#### Input for this task ####

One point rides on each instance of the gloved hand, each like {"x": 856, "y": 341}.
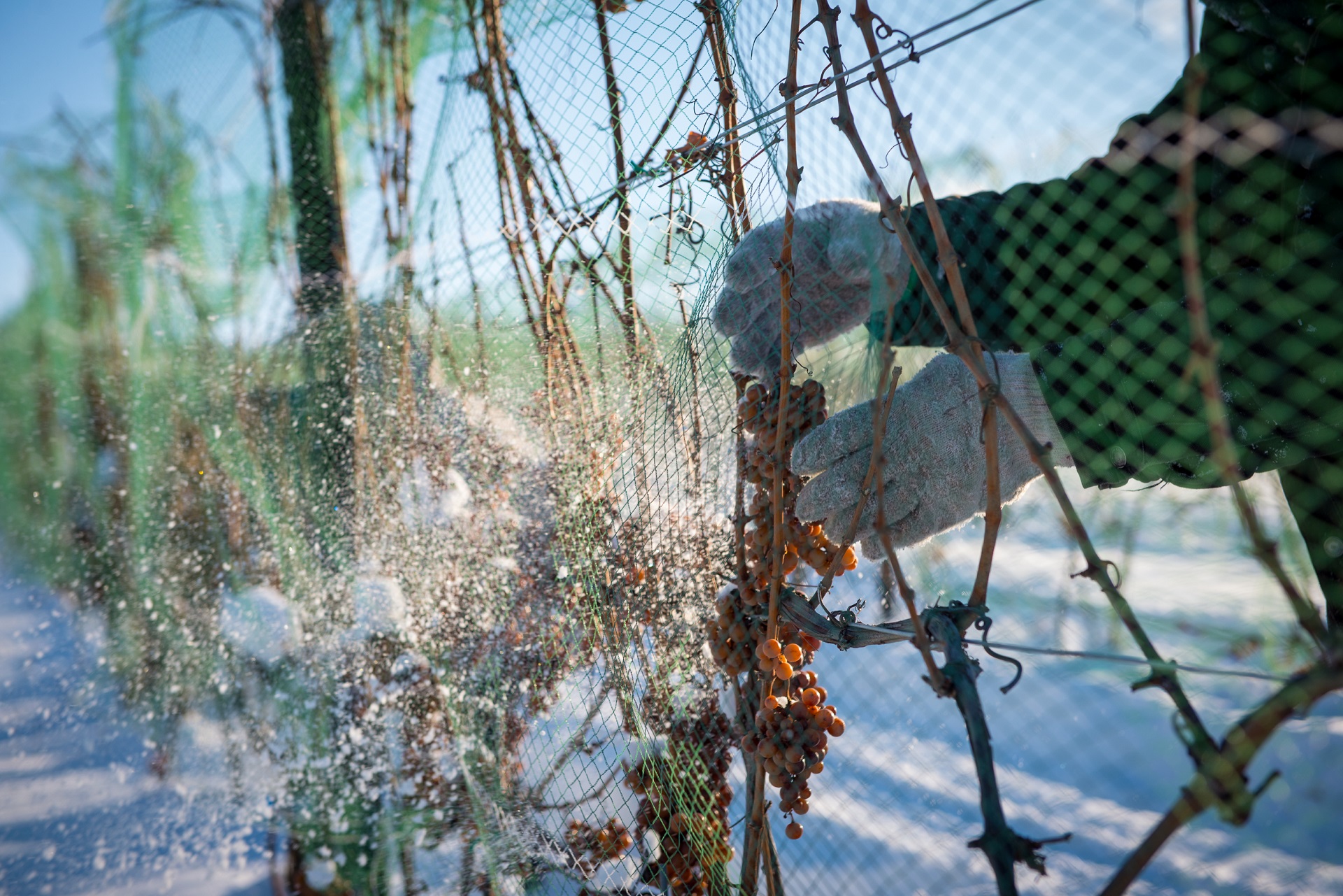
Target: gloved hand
{"x": 934, "y": 469}
{"x": 839, "y": 248}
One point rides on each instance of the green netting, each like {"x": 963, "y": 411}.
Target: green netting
{"x": 376, "y": 388}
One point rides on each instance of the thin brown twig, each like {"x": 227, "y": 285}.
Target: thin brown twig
{"x": 794, "y": 176}
{"x": 922, "y": 641}
{"x": 1202, "y": 362}
{"x": 951, "y": 266}
{"x": 732, "y": 172}
{"x": 1235, "y": 754}
{"x": 1097, "y": 570}
{"x": 625, "y": 268}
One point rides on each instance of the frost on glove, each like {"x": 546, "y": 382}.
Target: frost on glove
{"x": 839, "y": 249}
{"x": 934, "y": 471}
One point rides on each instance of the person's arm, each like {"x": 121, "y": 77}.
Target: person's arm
{"x": 1084, "y": 274}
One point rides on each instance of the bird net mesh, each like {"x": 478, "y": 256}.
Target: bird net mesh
{"x": 402, "y": 388}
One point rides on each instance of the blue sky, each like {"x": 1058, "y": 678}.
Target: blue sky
{"x": 1116, "y": 57}
{"x": 50, "y": 52}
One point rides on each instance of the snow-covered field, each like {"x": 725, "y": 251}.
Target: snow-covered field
{"x": 81, "y": 811}
{"x": 1077, "y": 753}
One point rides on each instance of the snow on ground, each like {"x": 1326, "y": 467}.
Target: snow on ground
{"x": 81, "y": 811}
{"x": 1077, "y": 753}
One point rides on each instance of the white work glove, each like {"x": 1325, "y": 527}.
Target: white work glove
{"x": 839, "y": 248}
{"x": 934, "y": 469}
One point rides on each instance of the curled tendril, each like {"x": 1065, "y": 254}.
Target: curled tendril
{"x": 983, "y": 624}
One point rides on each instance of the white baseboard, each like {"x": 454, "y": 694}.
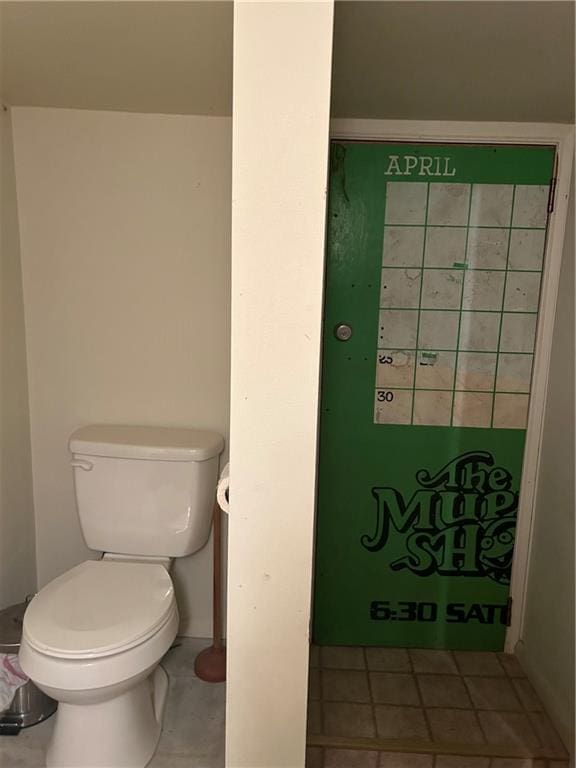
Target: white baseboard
{"x": 559, "y": 711}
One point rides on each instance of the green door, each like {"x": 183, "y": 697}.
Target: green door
{"x": 434, "y": 265}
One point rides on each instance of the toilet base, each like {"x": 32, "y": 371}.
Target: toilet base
{"x": 122, "y": 732}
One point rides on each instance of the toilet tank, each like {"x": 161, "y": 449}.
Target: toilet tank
{"x": 145, "y": 490}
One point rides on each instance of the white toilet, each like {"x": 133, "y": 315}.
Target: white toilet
{"x": 93, "y": 638}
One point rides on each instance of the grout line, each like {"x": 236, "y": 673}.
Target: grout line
{"x": 370, "y": 691}
{"x": 420, "y": 698}
{"x": 321, "y": 692}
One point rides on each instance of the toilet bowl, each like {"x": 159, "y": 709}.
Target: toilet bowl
{"x": 93, "y": 640}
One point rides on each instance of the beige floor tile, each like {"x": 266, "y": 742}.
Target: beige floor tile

####

*Aim*. Copy out everything in the records word for word, from the line containing "One point rides on each instance of the person's" down through the very end of the records. Leave out the pictures.

*Solution to this problem*.
One point rides on each instance of the person's arm, each like {"x": 121, "y": 77}.
Target: person's arm
{"x": 1084, "y": 274}
One point rides on each instance of the bird net mesh, each like {"x": 478, "y": 256}.
Target: bird net mesh
{"x": 402, "y": 388}
One point rides on each instance of the blue sky, each like {"x": 1058, "y": 678}.
Target: blue sky
{"x": 1116, "y": 57}
{"x": 50, "y": 52}
One point rides on each instance of the snow-covered field, each like {"x": 725, "y": 251}.
Target: snow-covered field
{"x": 81, "y": 811}
{"x": 1077, "y": 753}
One point rides on each instance of the snow on ground, each like {"x": 1326, "y": 467}.
Target: snow on ground
{"x": 81, "y": 811}
{"x": 1077, "y": 753}
One point rides on each instance of the white work glove, each like {"x": 1325, "y": 527}.
Target: white work glove
{"x": 839, "y": 248}
{"x": 934, "y": 469}
One point rides on each instance of the curled tendril, each like {"x": 1065, "y": 254}.
Target: curled tendril
{"x": 983, "y": 624}
One point rides on each instance of the white baseboard, each like {"x": 454, "y": 694}.
Target: white baseboard
{"x": 559, "y": 711}
One point rides on each instance of the green door, each like {"x": 183, "y": 697}.
Target: green door
{"x": 434, "y": 265}
One point rides on each instance of the toilet base, each like {"x": 32, "y": 371}.
Target: toilet base
{"x": 122, "y": 732}
One point rides on each instance of the toilet tank, each like {"x": 161, "y": 449}.
Target: toilet tank
{"x": 145, "y": 490}
One point rides on each instance of the white toilet, each like {"x": 133, "y": 315}.
Target: white toilet
{"x": 93, "y": 638}
One point rides on each instance of the grout line, each like {"x": 236, "y": 673}.
Target: grout line
{"x": 370, "y": 691}
{"x": 420, "y": 698}
{"x": 321, "y": 692}
One point rides on each instance of the toilet bowl, each like {"x": 159, "y": 709}.
Target: toilet bowl
{"x": 93, "y": 640}
One point rides on each instance of the beige floor tile, each like {"x": 266, "y": 742}.
Target: beige floor tile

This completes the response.